EXPLORE THE MATERIAL:
1) Decide whether each statement agrees with the blog post on religion and society. Answer yes or no and quote the words from the post that settle it.
(a) The blogger came across Uncommon Descent through a TECHNORATI search.
(b) Gary Bouma teaches sociology at a university in Sydney.
(c) The blogger disagrees with Professor Bouma.
2) In one to three sentences, explain why Gary Bouma considers Mr. Paul's research flawed, according to the blog post.

EXTRACTED TEXT:
++++++
Wednesday, September 28, 2005

Religion damages society? Take 2

The short & clever comment award goes to K-LO at NRO:
HEAVEN HELP US [Kathryn Jean Lopez]
No, wait. I guess that won't work, according to this study: "Widespread Belief in Creator Increases Crime, Death & Disease."
Thanks to the miracles of a TECHNORATI search, here are links to some other blogger's comments on Gary Paul's article "Cross-National Correlations of Quantifiable Societal Health with Popular Religiosity and Secularism in the Prosperous Democracies: A First Look" and the corresponding TIMES article.
Besides using TECHNORATI searches, people have found my blog by following a Blogsnow search of blogs linking to the TIMES article. There are currently 260 blogs listed, with yours truly at #2 chronologically.

Following links from a related TECHNORATI search, I found Uncommon Descent, which noted that Mr. Paul is a palaeontologist and pointed me at this transcript:
GREGORY PAUL: Being a palaeontologist, I've for many years had to deal with the issue of creationism verus evolutionary science in this country.

The United States is pretty much the only prosperous democracy where religion is still highly popular, with about two-thirds of the population absolutely believing in God, and creationism being very popular in among half of society.

In all the other prosperous democracies religion is much less popular now and evolution is highly accepted. So it's an issue, it's a problem I had to deal with.
Based on that interview, I'd say that Mr. Paul has an axe to grind! Now it becomes obvious why he spent so much of his article on evolution versus creationism. The interviewer, Julia Limb, also talked with a Melbourne professor of sociology, who provided some counterweight:
JULIA LIMB: But Gary Bouma, who is Professor of Sociology at Monash University in Melbourne and an Anglican priest, says the research is flawed.

GARY BOUMA: This kind of argument goes around and around and of course it comes up again now in the context of the "intelligent design" debate when he is deciding to, as a palaeontologist to make a contribution, but he doesn't stick to his field of palaeontology, he goes into the field of what I would call sociology without preparation or evidence or discipline and make some assertions about it.

JULIA LIMB: And Professor Bouma questions Mr Paul's spin on the data he's compared.

GARY BOUMA: He hasn't provided the argument about how it is that religion might explain this kind of association, why it is that more religious country would be more prone to the kinds of social disorganisation that he mentions, such as a high murder rate and a high teenage pregnancy rate.

I'm sorry, the causes for those things are much more likely to be found in other explanations than religious ones.

I totally agree with the Professor Bouma!

[Update 9/29, 12:00] Also check Joseph Farah's commentary at World Net Daily. (Hat tip to Hit & Run)

[Update 10/4, 3:00] Kenny Pierce pointed me to the excellent statistical review at Magic Statistics, "From our bulging How not to do statistics file."
++++++
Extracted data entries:

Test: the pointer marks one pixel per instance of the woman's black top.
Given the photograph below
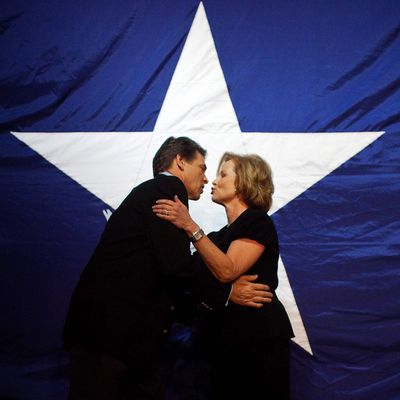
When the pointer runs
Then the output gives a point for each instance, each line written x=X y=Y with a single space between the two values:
x=235 y=324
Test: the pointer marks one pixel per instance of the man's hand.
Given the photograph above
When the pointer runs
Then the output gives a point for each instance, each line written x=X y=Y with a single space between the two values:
x=247 y=293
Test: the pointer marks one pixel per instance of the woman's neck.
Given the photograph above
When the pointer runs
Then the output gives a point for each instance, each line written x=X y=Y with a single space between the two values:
x=234 y=209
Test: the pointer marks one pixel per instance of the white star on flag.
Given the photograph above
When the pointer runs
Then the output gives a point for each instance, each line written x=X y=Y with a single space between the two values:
x=198 y=105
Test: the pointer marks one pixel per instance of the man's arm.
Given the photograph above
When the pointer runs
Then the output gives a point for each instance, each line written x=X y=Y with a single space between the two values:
x=247 y=293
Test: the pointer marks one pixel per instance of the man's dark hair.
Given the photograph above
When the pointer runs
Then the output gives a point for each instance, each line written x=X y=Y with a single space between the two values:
x=184 y=146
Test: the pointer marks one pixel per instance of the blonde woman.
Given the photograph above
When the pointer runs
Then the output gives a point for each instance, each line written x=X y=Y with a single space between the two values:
x=250 y=349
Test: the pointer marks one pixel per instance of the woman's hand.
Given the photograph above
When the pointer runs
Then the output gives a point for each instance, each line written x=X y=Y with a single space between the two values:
x=176 y=212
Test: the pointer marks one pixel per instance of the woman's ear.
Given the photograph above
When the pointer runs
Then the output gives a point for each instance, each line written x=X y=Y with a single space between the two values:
x=179 y=162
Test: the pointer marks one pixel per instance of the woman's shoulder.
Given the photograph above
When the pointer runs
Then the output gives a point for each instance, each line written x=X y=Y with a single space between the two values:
x=255 y=224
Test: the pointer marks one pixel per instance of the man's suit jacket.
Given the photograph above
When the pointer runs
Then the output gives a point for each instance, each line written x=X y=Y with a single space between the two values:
x=123 y=302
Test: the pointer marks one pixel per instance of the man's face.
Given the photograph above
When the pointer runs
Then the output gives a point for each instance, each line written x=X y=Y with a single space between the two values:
x=194 y=176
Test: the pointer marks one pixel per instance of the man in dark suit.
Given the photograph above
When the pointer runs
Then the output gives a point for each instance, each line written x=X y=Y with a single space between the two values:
x=122 y=307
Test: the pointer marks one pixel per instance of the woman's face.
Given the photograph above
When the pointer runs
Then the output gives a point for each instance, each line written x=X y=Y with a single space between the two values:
x=224 y=189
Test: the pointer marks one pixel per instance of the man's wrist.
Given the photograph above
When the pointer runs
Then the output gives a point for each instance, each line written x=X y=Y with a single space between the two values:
x=196 y=235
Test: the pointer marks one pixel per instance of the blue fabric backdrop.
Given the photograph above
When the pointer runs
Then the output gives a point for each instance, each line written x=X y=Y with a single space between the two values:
x=305 y=66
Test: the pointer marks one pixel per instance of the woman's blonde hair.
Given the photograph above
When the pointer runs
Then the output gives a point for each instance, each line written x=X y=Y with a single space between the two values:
x=253 y=179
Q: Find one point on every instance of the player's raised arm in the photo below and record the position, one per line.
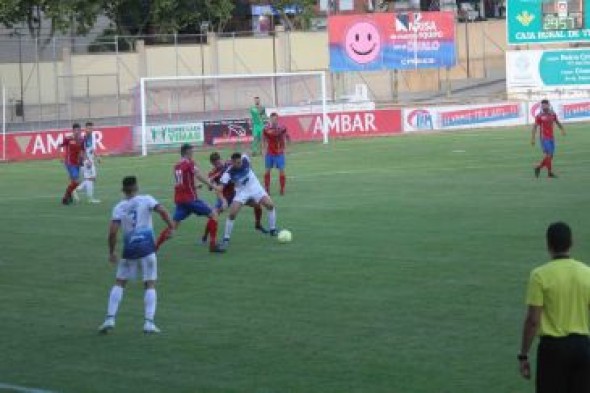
(560, 126)
(113, 231)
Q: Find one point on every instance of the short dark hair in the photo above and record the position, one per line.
(184, 148)
(129, 181)
(559, 237)
(214, 157)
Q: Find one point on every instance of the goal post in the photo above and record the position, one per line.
(3, 120)
(180, 109)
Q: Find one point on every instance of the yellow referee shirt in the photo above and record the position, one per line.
(562, 288)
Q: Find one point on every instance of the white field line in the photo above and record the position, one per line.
(22, 389)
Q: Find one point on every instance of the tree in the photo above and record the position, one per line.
(43, 18)
(133, 17)
(301, 19)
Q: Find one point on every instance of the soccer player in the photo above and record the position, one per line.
(74, 147)
(133, 215)
(229, 191)
(89, 167)
(544, 121)
(247, 188)
(187, 201)
(275, 140)
(258, 115)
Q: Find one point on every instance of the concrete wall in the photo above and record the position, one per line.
(87, 85)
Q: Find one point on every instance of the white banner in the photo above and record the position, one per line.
(464, 116)
(175, 134)
(538, 71)
(568, 111)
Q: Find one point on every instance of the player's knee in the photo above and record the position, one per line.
(121, 283)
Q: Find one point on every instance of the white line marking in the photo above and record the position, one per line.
(22, 389)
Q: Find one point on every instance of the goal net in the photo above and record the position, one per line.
(215, 109)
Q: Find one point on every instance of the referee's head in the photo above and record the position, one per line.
(559, 238)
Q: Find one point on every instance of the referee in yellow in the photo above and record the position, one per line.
(558, 299)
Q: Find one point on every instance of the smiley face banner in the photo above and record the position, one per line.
(397, 41)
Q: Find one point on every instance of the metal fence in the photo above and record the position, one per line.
(52, 82)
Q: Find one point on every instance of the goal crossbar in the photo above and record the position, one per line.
(272, 76)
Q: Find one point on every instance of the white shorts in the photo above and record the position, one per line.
(89, 172)
(127, 268)
(253, 192)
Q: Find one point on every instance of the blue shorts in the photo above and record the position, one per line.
(73, 171)
(198, 207)
(548, 146)
(275, 161)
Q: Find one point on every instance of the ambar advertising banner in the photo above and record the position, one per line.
(547, 21)
(391, 41)
(550, 70)
(175, 134)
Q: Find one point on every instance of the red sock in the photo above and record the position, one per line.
(212, 227)
(71, 187)
(257, 215)
(267, 181)
(163, 237)
(283, 181)
(543, 163)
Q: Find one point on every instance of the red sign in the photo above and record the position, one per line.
(307, 127)
(42, 145)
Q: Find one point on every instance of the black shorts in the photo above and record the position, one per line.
(563, 364)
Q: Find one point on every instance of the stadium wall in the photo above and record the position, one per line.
(100, 86)
(348, 122)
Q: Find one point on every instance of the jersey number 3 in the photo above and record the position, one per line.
(178, 177)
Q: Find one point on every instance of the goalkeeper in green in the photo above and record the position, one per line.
(258, 115)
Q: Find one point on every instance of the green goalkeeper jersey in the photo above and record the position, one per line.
(258, 115)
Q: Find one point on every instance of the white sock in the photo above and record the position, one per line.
(114, 300)
(272, 219)
(89, 189)
(150, 300)
(229, 227)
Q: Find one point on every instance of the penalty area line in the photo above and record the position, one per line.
(22, 389)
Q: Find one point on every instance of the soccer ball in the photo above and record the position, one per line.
(285, 236)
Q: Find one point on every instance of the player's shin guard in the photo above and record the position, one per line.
(114, 300)
(89, 189)
(164, 235)
(150, 301)
(70, 189)
(267, 182)
(212, 230)
(283, 181)
(257, 216)
(272, 219)
(229, 227)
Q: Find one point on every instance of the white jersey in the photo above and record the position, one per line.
(135, 217)
(247, 185)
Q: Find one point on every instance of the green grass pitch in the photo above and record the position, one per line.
(406, 274)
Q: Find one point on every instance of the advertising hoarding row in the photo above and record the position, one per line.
(384, 41)
(42, 145)
(543, 71)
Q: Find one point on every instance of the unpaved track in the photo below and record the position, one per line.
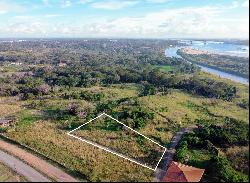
(39, 164)
(21, 168)
(169, 154)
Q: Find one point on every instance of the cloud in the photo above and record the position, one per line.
(66, 3)
(46, 2)
(158, 1)
(86, 1)
(246, 4)
(6, 7)
(197, 22)
(113, 5)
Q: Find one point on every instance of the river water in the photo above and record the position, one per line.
(218, 48)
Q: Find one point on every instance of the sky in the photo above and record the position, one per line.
(124, 18)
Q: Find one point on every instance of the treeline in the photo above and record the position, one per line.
(212, 137)
(44, 80)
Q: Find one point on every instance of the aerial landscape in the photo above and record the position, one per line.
(120, 91)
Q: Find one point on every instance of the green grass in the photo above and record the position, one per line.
(28, 117)
(7, 175)
(198, 158)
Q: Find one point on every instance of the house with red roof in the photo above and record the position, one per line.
(178, 172)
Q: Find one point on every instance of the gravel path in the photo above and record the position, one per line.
(169, 154)
(21, 168)
(39, 164)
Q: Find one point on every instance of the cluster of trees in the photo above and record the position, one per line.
(90, 63)
(210, 137)
(84, 95)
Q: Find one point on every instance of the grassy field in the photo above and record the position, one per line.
(164, 68)
(7, 175)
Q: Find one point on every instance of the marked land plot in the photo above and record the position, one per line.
(109, 134)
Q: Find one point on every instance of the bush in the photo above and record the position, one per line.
(225, 171)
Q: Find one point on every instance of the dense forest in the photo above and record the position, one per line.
(51, 86)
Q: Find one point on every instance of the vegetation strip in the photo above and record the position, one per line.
(42, 166)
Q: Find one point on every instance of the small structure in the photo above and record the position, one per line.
(5, 122)
(178, 172)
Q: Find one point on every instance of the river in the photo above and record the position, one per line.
(218, 48)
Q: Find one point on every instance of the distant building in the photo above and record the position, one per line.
(178, 172)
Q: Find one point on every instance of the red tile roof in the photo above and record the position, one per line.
(178, 172)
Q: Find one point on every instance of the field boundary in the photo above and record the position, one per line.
(113, 152)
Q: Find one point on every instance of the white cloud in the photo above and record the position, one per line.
(6, 7)
(86, 1)
(158, 1)
(246, 4)
(113, 5)
(200, 22)
(46, 2)
(66, 3)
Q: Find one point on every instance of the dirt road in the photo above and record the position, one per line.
(169, 154)
(39, 164)
(21, 168)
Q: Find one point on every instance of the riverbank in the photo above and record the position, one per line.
(240, 78)
(237, 66)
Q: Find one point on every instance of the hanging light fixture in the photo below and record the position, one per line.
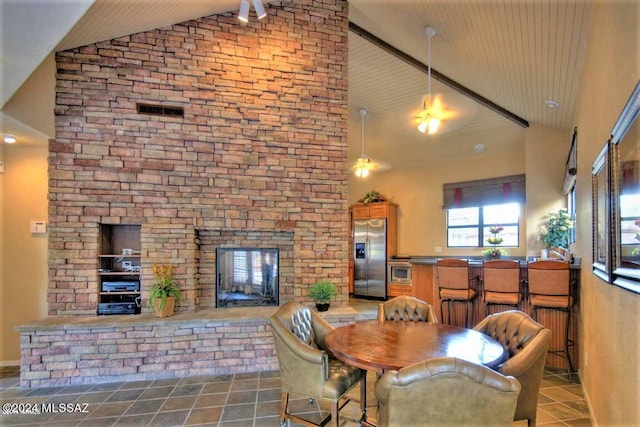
++++++
WRITTEN ANSWERS:
1)
(a) Yes: "Following links from a related TECHNORATI search, I found Uncommon Descent"
(b) No: "Professor of Sociology at Monash University in Melbourne"
(c) No: "I totally agree with the Professor Bouma!"

2) Bouma says Mr. Paul leaves his own field of palaeontology and makes claims in sociology "without preparation or evidence or discipline." He also says Mr. Paul never argues how religion would explain its link to problems such as a high murder rate and a high teenage pregnancy rate. Bouma believes those problems are much more likely to have causes other than religion.